Problem to solve: Repeat the rows below word for word, keeping every line as it is.

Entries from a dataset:
·····

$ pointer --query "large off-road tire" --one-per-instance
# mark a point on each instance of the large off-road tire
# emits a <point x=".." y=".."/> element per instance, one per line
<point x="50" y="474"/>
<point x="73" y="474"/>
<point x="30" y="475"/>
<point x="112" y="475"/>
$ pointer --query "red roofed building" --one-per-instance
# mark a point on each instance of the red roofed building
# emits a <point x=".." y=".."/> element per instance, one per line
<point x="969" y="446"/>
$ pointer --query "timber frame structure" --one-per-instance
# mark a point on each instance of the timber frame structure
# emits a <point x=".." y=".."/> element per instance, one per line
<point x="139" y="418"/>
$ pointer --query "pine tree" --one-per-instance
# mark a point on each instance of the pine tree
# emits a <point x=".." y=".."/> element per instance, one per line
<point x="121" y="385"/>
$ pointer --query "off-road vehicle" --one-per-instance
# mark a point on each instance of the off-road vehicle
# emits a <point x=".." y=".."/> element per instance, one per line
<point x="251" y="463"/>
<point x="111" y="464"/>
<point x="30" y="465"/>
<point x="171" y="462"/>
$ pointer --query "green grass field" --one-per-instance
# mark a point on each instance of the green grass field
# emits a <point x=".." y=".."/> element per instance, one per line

·····

Written solution:
$ pointer --query "large off-road tire" --one-per-instance
# mark a point on each instance of the large off-road tire
# emits a <point x=".." y=".."/> element per instance, one per line
<point x="50" y="474"/>
<point x="73" y="474"/>
<point x="30" y="475"/>
<point x="112" y="475"/>
$ pointer --query "red roofed building" --one-per-instance
# mark a point on each instance of the red roofed building
# emits a <point x=".." y=".."/> element per instance, one per line
<point x="969" y="446"/>
$ pointer --query "timber frame structure" --one-per-instance
# mark a point on each instance of the timber frame structure
# emits a <point x=".." y=".."/> element per instance, one per line
<point x="139" y="418"/>
$ pointer --query "pine tree" --one-per-instance
# mark a point on each instance of the pine tree
# emits a <point x=".." y=".."/> element per instance, one per line
<point x="121" y="385"/>
$ pointer --query "off-road vehicle" --one-per-instance
# mark a point on each instance of the off-road vehicle
# emits a <point x=".." y=".."/> element per instance, one per line
<point x="251" y="463"/>
<point x="111" y="464"/>
<point x="30" y="465"/>
<point x="171" y="462"/>
$ pointer --query "green grass field" --one-per-instance
# mark a point on each instance of the green grass field
# emits a <point x=".." y=".."/> element per instance, one per line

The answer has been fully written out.